KORTE OPDRACHT -> Hernoem "unopened bud" naar "closed bud" in de items vanaf het begin tot en met de regel met "[270,17,300,47]". Geef alleen die regels terug en laat verder alles ongewijzigd.

### AANGELEVERDE ITEMS ###

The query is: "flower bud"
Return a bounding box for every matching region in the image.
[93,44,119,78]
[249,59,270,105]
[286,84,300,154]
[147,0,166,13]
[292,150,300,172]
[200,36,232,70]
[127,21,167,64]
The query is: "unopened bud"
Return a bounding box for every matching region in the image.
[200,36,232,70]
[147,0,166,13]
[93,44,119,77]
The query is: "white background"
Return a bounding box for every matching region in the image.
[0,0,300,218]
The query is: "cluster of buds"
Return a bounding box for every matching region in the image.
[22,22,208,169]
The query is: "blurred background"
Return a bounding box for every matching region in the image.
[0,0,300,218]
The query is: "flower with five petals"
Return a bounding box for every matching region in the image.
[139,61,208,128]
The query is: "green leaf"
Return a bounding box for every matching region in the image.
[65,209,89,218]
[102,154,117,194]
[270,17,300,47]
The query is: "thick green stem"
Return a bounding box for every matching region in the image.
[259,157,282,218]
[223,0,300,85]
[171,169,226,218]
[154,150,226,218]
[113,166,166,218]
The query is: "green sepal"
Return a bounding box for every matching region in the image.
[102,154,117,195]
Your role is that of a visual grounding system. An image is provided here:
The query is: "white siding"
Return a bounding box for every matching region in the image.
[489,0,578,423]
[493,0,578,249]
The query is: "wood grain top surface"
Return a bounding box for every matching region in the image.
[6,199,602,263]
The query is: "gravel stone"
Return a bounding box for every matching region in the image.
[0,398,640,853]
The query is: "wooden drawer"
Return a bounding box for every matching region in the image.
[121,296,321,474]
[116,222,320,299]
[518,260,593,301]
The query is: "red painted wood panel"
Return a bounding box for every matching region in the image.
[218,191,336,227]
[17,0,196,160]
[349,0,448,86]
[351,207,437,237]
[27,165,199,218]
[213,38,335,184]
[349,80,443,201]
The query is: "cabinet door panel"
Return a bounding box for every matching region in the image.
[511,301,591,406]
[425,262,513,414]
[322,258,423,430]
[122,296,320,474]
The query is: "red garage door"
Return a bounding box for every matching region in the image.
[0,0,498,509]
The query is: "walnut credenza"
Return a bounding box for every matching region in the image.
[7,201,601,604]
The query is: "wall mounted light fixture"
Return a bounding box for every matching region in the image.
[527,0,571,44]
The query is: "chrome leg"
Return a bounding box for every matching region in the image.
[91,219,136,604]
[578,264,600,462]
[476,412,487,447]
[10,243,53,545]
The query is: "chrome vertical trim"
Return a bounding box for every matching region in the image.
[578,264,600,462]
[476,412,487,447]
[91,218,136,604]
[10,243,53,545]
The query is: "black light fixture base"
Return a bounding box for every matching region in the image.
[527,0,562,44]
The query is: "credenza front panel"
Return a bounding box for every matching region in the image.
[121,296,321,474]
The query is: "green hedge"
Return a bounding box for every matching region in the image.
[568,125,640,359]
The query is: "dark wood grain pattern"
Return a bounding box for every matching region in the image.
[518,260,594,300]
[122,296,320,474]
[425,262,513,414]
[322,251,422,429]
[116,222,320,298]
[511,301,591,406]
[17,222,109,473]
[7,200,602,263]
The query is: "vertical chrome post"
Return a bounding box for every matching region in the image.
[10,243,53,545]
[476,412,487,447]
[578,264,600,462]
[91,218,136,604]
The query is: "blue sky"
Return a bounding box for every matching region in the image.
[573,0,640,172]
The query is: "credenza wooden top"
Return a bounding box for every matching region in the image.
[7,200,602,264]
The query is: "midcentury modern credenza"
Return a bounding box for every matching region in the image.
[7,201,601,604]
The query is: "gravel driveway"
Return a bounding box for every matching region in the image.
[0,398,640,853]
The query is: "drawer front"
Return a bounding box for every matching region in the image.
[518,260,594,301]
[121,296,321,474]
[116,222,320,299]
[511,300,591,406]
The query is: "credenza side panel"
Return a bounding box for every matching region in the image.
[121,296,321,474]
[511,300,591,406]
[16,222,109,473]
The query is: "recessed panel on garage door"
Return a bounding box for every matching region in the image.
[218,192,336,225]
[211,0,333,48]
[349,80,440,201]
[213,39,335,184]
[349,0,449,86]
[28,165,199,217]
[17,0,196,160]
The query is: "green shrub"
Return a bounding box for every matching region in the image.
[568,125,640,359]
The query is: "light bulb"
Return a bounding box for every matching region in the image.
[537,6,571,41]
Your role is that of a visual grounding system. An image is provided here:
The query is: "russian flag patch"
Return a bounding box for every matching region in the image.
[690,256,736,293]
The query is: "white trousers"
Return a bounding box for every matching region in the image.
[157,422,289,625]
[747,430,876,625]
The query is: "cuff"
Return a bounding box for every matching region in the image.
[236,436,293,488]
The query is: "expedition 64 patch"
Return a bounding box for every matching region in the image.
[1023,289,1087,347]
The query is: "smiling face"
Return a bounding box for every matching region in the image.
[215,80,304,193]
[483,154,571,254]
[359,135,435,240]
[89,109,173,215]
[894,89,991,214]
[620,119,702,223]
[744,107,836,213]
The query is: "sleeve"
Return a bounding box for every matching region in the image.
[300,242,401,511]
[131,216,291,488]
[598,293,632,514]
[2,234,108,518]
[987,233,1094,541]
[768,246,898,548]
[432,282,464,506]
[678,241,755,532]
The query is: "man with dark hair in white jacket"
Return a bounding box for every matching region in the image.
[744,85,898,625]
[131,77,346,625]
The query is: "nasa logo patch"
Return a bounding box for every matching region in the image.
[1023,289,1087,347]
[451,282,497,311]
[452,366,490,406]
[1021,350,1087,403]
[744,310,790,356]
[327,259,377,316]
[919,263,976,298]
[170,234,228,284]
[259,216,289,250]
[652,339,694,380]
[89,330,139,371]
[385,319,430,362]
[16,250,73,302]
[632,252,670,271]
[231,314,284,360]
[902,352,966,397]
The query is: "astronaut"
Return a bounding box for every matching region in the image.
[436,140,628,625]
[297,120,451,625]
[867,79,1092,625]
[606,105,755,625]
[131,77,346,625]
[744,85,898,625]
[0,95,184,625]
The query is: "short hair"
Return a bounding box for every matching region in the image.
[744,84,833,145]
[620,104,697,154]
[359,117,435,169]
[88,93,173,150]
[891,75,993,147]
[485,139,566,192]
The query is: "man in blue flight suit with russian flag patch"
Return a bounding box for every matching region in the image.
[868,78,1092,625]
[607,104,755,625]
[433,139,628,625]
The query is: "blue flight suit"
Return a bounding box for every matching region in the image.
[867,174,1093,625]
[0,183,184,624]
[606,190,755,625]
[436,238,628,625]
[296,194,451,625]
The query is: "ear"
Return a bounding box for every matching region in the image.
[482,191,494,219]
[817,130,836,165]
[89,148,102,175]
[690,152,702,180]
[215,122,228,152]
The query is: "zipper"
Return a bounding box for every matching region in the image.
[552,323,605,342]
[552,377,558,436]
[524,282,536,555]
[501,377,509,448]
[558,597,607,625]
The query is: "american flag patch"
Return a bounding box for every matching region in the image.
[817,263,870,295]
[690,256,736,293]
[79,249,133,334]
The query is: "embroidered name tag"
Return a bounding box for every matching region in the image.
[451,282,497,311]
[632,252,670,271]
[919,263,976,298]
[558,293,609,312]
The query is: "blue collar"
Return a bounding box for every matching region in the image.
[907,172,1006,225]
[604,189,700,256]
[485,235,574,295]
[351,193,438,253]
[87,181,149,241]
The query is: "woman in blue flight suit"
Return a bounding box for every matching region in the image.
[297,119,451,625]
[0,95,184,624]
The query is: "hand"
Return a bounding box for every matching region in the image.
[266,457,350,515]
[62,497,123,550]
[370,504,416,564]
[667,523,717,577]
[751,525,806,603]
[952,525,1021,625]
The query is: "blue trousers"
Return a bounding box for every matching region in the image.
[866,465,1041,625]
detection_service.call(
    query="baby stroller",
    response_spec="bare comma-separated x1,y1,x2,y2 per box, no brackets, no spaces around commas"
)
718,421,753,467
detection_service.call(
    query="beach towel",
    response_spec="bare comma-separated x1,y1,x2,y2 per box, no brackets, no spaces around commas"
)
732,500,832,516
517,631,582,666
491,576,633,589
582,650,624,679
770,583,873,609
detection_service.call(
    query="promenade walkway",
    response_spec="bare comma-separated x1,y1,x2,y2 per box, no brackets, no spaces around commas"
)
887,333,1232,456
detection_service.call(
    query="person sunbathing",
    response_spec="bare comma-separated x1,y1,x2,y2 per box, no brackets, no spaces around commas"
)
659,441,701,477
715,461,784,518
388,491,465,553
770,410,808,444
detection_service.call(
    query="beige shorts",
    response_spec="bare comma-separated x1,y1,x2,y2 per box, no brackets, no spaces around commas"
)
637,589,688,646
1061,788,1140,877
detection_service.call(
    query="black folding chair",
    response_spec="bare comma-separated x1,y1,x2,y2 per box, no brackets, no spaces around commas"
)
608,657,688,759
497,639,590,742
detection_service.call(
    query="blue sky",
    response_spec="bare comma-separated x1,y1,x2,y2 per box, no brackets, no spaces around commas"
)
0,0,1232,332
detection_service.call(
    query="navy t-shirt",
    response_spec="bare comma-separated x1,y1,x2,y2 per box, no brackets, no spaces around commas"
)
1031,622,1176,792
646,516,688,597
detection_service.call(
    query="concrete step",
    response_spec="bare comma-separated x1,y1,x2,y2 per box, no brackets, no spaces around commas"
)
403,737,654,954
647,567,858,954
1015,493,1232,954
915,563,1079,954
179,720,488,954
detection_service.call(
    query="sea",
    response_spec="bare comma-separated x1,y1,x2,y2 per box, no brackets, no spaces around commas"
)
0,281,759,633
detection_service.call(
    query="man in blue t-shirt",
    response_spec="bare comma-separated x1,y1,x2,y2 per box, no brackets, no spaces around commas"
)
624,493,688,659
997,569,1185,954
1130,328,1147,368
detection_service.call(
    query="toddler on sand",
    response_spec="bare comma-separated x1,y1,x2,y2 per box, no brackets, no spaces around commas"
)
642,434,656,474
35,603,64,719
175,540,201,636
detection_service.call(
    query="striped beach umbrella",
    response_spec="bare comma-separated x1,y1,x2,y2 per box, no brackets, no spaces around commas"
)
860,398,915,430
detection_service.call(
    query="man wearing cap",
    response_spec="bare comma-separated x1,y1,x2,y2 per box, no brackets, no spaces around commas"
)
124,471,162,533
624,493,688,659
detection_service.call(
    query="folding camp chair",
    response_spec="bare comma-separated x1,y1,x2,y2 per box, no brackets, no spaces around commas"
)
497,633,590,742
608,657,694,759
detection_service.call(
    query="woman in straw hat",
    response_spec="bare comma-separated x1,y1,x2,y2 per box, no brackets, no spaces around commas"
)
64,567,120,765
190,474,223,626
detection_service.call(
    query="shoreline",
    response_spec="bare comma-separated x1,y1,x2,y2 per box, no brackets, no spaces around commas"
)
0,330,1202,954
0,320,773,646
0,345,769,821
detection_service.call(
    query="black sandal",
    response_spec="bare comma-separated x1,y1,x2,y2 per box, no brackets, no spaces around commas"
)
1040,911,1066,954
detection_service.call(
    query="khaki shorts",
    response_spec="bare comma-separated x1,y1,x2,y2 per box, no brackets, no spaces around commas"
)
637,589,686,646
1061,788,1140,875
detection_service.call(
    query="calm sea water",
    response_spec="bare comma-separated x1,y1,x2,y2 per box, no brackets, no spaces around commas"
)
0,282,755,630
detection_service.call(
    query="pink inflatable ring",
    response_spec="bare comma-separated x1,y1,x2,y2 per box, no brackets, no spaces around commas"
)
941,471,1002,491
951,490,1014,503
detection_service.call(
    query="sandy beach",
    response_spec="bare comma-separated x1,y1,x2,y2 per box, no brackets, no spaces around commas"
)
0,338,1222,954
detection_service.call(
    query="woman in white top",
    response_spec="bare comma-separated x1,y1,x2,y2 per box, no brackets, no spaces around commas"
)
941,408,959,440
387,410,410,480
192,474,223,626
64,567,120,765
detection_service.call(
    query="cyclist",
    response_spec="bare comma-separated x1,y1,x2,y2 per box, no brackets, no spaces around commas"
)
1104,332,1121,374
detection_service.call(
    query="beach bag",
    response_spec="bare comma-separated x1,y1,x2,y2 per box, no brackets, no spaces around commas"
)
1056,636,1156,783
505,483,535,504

###

RESULTAAT OPDRACHT ->
The query is: "flower bud"
Return a bounding box for every matching region in the image.
[93,44,119,78]
[249,59,270,105]
[286,84,300,154]
[147,0,166,13]
[292,150,300,172]
[200,36,232,70]
[127,21,167,64]
The query is: "closed bud"
Return a bounding box for every matching region in the image.
[200,36,232,70]
[147,0,166,13]
[93,44,119,77]
The query is: "white background"
Return a bounding box for every matching region in the image.
[0,0,300,218]
The query is: "cluster of buds"
Return a bounding box for every matching region in the image.
[22,22,208,169]
The query is: "blurred background"
Return a bounding box for every matching region in the image.
[0,0,300,218]
The query is: "flower with five petals"
Return a bounding box for every matching region in the image.
[139,61,208,128]
The query is: "green leaf"
Return a bounding box for every matching region in the image.
[65,209,89,218]
[102,154,117,194]
[270,17,300,47]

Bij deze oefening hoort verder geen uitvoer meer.